> [What needs to be done]:
Start at the line that has "Study the photograph above. For every instance of the person's" and continue through the last of the lines. Within that stretch, change "stone block" to "concrete block" and leave everything else unchanged.

(Dataset lines on where objects appear)
Start

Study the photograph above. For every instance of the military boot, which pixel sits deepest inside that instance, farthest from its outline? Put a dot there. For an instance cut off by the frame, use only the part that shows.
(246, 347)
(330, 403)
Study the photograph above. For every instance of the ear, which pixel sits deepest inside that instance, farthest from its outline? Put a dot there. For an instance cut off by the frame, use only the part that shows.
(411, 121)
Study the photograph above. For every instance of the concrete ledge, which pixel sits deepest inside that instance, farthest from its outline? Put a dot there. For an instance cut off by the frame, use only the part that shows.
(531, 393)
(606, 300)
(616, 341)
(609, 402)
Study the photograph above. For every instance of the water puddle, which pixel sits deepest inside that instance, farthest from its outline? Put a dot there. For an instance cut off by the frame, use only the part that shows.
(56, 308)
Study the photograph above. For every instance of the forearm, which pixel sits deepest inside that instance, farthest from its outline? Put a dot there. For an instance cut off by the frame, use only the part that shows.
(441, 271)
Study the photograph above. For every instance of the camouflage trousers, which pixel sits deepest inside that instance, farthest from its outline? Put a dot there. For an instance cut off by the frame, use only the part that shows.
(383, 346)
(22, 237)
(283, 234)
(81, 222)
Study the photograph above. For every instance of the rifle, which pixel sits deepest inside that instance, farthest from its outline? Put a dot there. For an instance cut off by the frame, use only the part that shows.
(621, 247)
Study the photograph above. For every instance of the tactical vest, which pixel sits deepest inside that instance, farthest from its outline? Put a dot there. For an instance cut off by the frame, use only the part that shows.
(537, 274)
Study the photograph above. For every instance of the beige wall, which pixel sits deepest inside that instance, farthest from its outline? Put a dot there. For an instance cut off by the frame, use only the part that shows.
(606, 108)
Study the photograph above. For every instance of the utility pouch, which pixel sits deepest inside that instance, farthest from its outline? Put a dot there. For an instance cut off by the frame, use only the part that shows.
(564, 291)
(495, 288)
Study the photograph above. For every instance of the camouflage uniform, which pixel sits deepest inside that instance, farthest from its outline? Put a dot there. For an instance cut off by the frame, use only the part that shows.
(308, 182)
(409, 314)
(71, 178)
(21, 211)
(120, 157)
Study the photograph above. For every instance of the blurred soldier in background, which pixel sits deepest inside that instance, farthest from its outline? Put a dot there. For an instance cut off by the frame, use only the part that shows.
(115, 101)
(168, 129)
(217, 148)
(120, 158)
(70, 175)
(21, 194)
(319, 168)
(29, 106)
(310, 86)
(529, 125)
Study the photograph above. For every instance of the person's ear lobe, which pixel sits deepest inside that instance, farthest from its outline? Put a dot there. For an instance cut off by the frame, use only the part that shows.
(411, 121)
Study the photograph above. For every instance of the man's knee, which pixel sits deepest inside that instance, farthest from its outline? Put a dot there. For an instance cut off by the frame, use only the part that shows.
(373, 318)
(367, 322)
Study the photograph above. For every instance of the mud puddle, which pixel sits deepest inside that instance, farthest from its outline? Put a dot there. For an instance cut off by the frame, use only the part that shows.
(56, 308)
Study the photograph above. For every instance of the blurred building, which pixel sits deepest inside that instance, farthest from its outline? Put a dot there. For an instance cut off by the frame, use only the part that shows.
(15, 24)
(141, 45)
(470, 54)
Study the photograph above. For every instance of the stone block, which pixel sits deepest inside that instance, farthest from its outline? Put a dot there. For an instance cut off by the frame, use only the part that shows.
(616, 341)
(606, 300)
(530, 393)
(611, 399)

End

> [Task output]:
Study the photograph above. For every instance of the person's ear lobe, which pixel sits deepest inside that instance, farthest from its outline? Put a dot there. For an instance cut off by the frame, use only the part that shows.
(411, 121)
Study the photograph above. For every instance of the man's knee, which pixel sits deepest inside that instance, farthest from its outline? Put a dot there. For an instance cut off by the frame, use only the part that shows.
(373, 318)
(367, 322)
Study the photograph above. For every instance of the mud puddle, which pixel sits deepest inside that instance, farthest from its outline? Put a dot there. For an instance cut off by the frame, use only the part that shows.
(56, 308)
Study the photograph above. For every instance of the blurred building, which pixel sits deepest inside that instance, farthest from its outline? Put a dot there. For an instance cut off by the frame, use only the part that shows.
(15, 24)
(141, 45)
(470, 54)
Study the photograph above. For every instance of the concrete block, which pixel sits deepest inside that instance, farthest from its outline? Put a dot there. For an instance cut off by the frame, use only the part that shows.
(616, 341)
(606, 300)
(530, 393)
(611, 399)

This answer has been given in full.